REQUIREMENT:
In the text below about the Mausoleum of Devona Buva, list every place name in the section that begins "Devona Buva Mausoleum was built between 1725 and 1750."

SOURCE DOCUMENT:

====

- Interactive map of Mausoleum of Devona Buva
- 41°00′29″N 71°47′16″E﻿ / ﻿41.00797°N 71.78767°E
- Location: Fayziobod village, Uychi District, Namangan Region, Uzbekistan
- Nearest city: Namangan

History
- Built: around 1725-1750
- Built for: Mausoleum

= Mausoleum of Devona Buva =

Historic site in Namangan Region, Uzbekistan

Devona Buva Mausoleum (Devona buva maqbarasi) is an architectural monument located in the village of Fayziobod, Uychi District, Namangan Region, Uzbekistan. The mausoleum was built in the 18th century.

==History==
Devona Buva Mausoleum was built between 1725 and 1750. The mausoleum is constructed on the grave of a man known as Abdurakhman Khodji, who was born in Tashkent and lived in the village of Fayziobod. He was one of the few literate individuals in the area, teaching children to read and write, practicing medicine, and possessing knowledge of herbs and remedies. Locally, he became known as "Devona-Buva" (translated from Uzbek as "mad grandfather") because when he arrived in the village, he was dressed in rags. He traveled across Central Asia and, in the present-day Papa district, encountered a wandering dervish. They continued their journey together, and at a full-flowing canal, his companion fell into the water, getting completely soaked. Devona Buva insisted that the dervish wear his clothes, and in return, he took the dervish's rags.
During the Soviet era, the chairman of the local collective farm built administrative buildings and other structures to obscure the mausoleum. Consequently, the mausoleum has been well-preserved until today and did not suffer during the Soviet period. In 1979, the residents, initiated by the school teacher Ziyoviddin Khodjaev, carried out cosmetic restoration of the mausoleum.

====

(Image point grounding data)
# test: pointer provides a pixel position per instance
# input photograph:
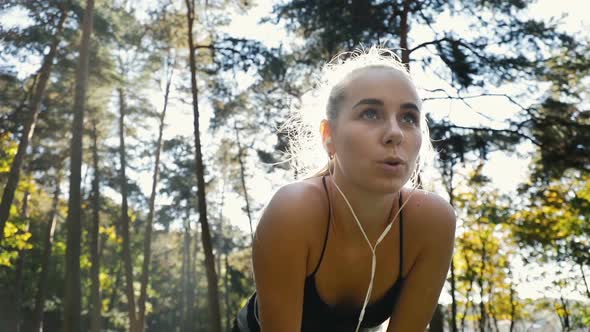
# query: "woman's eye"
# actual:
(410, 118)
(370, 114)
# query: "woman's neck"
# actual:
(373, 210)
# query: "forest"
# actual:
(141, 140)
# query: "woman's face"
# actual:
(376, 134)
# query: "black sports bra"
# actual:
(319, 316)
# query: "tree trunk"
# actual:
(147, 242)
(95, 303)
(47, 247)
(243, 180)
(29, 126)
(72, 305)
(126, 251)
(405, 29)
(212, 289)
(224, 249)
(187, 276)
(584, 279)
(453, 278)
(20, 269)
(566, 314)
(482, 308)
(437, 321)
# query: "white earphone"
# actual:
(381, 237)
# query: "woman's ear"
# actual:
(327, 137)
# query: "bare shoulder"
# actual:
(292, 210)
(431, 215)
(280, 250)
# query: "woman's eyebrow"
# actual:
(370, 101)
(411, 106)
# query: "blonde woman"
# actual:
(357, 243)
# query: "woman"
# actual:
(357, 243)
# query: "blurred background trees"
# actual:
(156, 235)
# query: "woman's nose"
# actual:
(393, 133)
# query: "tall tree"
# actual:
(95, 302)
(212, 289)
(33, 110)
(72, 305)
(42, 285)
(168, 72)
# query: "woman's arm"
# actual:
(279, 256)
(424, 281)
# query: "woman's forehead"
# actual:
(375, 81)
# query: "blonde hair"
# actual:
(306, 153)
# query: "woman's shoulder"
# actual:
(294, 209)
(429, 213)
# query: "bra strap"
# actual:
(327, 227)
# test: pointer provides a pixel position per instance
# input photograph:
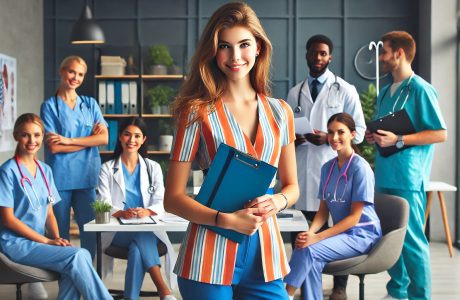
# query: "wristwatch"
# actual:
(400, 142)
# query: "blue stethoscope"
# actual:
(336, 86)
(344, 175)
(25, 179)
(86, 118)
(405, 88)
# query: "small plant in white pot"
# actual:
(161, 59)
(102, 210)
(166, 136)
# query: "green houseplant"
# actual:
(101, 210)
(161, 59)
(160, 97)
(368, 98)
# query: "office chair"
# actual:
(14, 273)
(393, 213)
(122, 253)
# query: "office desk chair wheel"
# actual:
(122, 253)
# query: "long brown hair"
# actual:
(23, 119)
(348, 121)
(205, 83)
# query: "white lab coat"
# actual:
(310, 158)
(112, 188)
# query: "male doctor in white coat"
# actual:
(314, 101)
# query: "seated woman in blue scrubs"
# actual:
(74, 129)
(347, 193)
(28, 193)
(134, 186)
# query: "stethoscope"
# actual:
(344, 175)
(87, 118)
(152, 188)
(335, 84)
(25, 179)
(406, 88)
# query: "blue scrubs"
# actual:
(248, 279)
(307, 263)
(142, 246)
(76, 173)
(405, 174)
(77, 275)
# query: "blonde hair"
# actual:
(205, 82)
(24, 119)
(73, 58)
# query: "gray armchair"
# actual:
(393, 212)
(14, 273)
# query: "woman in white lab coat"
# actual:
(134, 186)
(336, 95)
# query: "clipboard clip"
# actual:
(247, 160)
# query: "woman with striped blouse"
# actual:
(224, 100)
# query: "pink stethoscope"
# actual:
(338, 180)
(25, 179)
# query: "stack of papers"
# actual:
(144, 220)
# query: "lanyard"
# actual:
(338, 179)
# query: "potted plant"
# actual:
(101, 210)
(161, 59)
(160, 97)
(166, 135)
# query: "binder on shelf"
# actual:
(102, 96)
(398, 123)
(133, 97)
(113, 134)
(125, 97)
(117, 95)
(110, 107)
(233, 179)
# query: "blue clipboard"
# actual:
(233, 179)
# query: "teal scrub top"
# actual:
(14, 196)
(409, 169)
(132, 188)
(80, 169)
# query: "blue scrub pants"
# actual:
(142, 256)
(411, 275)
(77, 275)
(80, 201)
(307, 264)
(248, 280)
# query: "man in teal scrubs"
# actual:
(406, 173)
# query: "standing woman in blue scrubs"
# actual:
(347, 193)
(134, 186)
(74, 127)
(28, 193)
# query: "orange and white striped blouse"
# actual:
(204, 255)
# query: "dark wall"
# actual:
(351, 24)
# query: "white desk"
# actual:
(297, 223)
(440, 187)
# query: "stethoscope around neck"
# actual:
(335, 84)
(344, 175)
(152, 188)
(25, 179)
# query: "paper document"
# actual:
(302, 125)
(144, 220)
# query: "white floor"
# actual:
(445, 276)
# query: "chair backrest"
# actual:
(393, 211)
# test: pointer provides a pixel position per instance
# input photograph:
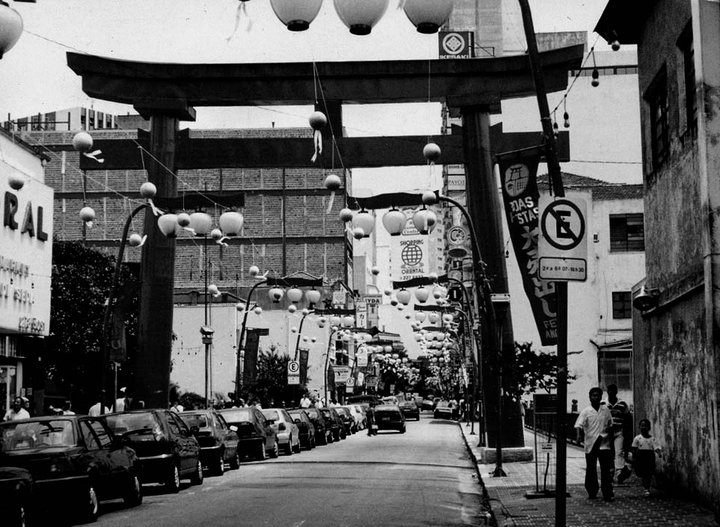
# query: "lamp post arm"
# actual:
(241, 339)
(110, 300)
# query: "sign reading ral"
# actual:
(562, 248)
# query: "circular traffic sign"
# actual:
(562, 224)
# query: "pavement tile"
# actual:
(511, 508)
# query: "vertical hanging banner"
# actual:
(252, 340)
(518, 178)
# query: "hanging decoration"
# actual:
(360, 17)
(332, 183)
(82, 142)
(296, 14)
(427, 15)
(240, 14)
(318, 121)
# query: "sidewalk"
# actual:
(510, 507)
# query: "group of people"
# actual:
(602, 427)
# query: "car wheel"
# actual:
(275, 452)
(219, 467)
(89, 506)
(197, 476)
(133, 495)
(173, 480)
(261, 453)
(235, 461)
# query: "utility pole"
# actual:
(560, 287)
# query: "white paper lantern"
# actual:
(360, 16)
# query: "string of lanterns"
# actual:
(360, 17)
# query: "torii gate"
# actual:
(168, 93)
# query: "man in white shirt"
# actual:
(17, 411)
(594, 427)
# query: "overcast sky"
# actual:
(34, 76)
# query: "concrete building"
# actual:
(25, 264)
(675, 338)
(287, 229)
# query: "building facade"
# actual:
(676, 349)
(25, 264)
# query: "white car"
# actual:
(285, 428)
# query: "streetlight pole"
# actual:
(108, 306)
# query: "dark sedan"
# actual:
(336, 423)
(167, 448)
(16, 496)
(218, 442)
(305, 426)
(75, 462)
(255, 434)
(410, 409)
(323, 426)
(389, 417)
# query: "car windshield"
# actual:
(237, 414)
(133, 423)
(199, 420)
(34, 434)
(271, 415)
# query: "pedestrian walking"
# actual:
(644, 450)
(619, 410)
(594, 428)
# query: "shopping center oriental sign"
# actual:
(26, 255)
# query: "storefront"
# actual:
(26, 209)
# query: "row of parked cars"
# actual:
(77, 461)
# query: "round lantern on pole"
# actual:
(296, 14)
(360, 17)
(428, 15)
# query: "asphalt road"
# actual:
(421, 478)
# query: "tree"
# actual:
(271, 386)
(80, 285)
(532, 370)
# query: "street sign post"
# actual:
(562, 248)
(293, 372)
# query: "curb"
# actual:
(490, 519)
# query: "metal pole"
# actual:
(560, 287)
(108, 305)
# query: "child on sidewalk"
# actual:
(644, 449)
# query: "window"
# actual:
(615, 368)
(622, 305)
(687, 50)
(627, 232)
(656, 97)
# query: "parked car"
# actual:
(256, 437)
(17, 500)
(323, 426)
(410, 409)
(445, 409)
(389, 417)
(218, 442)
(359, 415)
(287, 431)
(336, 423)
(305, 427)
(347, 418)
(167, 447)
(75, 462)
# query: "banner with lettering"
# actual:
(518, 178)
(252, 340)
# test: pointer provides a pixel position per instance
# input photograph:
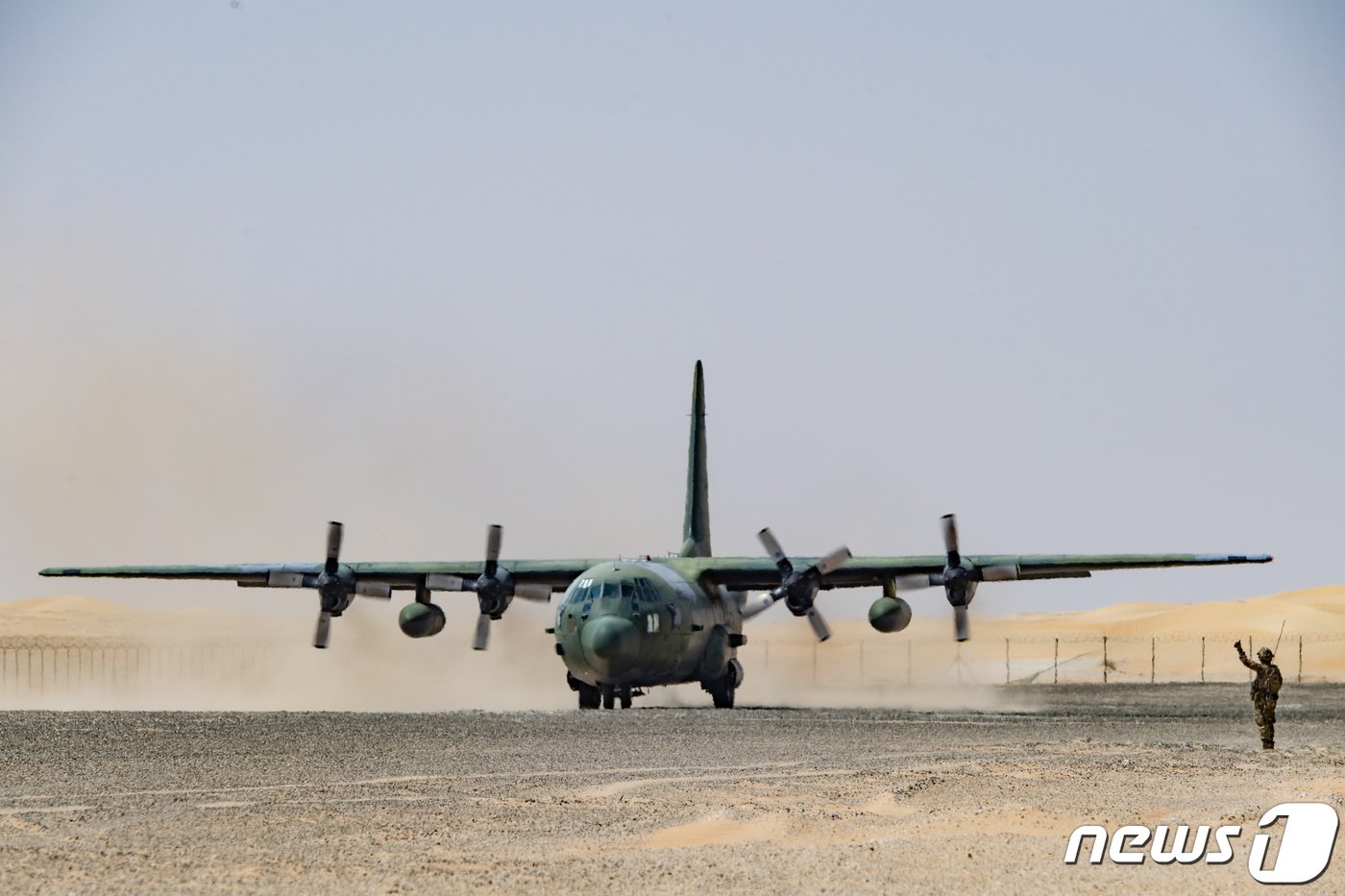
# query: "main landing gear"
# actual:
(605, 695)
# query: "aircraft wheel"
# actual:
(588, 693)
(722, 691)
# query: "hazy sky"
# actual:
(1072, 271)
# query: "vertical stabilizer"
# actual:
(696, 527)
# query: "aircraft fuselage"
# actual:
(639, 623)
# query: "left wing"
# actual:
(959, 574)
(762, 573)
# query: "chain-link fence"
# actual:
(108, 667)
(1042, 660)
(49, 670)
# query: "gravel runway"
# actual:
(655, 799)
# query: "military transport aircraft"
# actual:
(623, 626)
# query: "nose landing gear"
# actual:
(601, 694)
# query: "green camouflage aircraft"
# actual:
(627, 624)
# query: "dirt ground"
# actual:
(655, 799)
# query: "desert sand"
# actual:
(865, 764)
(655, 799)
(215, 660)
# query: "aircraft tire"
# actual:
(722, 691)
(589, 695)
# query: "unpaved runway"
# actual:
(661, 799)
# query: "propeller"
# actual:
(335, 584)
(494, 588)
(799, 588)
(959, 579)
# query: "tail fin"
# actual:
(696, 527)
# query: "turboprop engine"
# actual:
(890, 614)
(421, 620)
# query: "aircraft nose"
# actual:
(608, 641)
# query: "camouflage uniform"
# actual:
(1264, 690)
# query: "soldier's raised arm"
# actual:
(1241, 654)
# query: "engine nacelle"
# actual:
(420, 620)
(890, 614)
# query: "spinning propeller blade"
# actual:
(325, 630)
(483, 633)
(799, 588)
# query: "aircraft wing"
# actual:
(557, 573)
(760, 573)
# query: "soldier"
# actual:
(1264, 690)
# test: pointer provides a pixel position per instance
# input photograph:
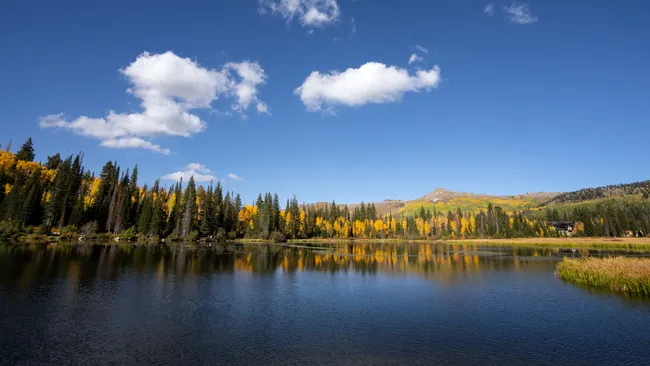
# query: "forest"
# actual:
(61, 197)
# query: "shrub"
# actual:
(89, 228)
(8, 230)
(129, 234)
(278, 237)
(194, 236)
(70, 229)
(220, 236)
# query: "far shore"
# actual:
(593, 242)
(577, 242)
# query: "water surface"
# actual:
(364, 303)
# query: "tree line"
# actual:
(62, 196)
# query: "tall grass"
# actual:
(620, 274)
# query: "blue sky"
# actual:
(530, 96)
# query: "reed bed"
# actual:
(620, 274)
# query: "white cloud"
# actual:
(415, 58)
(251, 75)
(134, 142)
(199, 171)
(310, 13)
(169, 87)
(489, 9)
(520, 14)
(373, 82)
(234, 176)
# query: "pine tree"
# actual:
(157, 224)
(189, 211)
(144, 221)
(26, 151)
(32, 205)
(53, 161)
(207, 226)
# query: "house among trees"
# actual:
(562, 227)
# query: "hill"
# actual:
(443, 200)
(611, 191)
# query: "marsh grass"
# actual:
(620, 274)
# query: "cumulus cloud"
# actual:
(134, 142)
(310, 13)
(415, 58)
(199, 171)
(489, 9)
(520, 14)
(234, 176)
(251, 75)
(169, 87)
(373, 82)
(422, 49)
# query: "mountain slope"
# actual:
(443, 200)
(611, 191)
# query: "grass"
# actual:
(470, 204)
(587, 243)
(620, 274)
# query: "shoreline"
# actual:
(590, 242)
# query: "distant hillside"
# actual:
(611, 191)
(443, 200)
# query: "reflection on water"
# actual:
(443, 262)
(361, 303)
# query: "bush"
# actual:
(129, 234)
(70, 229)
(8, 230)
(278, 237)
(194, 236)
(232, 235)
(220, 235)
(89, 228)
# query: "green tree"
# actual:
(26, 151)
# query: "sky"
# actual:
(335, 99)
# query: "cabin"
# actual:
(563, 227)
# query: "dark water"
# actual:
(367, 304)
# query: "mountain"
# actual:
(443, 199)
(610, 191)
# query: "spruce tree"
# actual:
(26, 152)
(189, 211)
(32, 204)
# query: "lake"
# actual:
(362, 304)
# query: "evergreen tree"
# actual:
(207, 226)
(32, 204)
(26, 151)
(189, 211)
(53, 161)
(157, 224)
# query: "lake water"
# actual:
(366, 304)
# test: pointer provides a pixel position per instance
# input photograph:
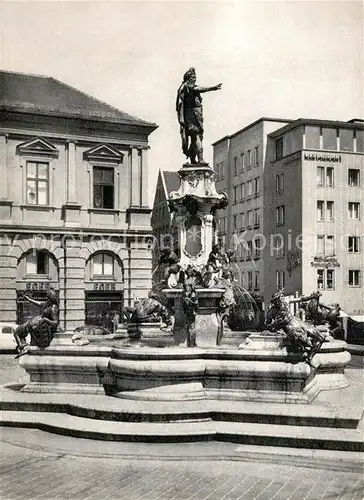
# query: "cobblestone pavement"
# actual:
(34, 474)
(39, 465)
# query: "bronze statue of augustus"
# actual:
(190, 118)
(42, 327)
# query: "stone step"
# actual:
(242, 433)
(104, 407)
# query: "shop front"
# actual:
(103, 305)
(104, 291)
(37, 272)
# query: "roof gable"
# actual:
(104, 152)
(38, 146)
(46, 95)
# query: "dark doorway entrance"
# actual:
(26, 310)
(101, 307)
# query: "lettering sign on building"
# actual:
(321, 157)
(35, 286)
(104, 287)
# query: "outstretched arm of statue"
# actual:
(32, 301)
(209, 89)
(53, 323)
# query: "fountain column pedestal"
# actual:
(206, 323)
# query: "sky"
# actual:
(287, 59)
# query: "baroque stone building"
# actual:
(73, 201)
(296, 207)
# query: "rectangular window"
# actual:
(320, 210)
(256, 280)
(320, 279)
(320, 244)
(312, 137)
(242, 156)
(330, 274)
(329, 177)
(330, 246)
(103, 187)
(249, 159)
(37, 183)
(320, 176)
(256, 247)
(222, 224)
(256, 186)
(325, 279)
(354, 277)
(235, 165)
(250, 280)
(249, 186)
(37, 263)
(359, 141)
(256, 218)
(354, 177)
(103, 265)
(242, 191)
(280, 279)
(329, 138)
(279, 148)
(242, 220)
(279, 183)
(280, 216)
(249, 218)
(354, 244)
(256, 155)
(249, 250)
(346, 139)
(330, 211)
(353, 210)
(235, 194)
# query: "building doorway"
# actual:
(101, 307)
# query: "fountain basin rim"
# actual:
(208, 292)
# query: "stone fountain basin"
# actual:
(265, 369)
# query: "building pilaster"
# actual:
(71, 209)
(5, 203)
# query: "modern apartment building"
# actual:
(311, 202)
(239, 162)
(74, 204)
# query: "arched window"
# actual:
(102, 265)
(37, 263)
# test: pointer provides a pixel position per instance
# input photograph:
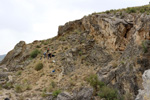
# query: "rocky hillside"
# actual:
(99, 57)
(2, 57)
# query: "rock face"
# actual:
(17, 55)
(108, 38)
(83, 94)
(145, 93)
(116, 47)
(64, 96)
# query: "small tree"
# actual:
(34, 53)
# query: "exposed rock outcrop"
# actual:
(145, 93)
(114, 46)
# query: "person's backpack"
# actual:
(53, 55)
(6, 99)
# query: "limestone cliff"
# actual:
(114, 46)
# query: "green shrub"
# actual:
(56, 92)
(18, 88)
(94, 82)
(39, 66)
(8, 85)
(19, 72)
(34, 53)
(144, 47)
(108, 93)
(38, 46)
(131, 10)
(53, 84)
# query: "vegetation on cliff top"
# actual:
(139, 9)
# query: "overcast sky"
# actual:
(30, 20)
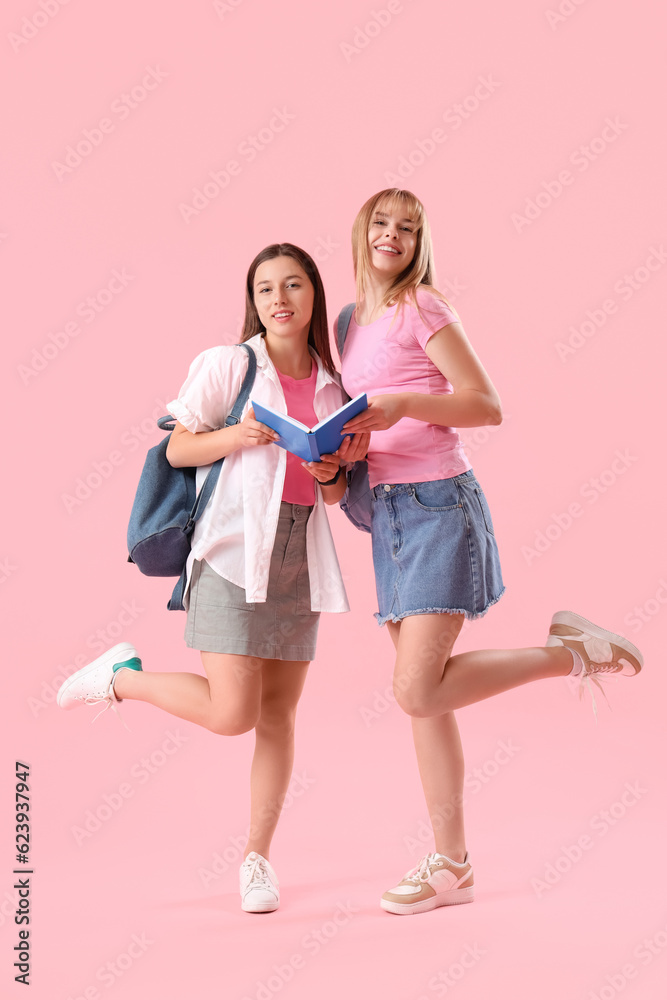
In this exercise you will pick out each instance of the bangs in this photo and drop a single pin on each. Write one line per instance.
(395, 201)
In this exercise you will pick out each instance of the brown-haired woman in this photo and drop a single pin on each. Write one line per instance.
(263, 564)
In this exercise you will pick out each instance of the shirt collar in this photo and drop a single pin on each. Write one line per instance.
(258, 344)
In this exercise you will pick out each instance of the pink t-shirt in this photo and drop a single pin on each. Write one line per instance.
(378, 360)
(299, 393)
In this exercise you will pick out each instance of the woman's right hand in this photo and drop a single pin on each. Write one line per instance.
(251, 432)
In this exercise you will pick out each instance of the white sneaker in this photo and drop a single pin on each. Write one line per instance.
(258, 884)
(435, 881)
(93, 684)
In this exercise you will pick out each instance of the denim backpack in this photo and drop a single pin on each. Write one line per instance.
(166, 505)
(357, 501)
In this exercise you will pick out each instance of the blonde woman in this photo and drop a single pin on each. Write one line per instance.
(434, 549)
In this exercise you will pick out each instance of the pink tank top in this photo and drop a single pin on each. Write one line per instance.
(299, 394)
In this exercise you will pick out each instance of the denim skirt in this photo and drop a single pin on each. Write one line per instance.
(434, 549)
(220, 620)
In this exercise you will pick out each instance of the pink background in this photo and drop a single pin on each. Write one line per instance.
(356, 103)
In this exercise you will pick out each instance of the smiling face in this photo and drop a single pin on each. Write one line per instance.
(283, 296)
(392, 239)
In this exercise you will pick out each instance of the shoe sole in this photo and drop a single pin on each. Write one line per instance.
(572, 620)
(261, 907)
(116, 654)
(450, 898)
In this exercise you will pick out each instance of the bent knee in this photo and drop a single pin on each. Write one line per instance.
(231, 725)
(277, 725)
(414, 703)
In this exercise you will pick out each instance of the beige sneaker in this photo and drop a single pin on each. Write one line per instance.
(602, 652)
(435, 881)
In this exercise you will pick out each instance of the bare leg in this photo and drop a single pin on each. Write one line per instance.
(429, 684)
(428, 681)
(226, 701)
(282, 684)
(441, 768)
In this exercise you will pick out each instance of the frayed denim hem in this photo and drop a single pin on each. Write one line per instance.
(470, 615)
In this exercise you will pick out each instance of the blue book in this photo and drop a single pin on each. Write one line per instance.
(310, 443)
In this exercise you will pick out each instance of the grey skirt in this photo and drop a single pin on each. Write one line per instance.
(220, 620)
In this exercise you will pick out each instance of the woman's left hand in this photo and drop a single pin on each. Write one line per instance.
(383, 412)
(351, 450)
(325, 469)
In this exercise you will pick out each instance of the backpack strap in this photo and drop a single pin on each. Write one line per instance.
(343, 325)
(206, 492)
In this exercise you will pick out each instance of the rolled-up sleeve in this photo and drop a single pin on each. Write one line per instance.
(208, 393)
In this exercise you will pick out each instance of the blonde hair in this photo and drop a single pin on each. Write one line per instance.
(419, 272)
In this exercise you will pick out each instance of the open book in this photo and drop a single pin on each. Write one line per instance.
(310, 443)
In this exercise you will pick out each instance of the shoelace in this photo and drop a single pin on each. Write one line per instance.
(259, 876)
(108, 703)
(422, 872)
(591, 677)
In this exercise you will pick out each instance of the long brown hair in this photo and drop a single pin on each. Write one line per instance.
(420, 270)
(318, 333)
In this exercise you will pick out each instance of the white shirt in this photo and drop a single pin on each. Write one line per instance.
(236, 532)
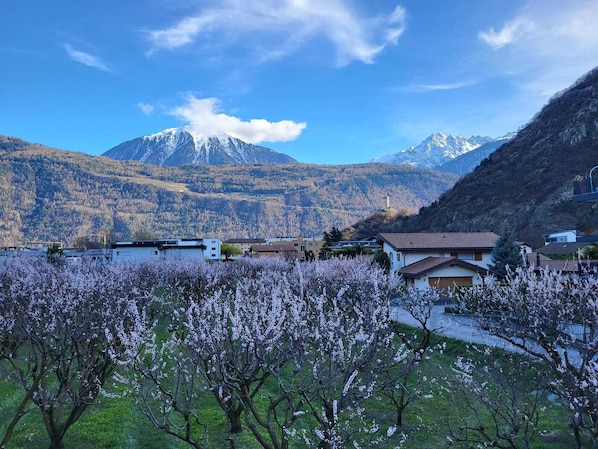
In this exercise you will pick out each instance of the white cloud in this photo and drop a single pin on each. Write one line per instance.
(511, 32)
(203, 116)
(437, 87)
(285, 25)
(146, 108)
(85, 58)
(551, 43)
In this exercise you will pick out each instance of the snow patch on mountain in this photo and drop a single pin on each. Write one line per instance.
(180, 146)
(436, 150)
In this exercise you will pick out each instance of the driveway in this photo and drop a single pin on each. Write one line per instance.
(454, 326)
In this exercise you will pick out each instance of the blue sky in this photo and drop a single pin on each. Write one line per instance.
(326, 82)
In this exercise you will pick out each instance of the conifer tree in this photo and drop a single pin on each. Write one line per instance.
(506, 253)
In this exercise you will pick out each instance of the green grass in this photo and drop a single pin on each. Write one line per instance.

====

EXERCISE ANSWER:
Tashkent, Fayziobod, Central Asia, Papa district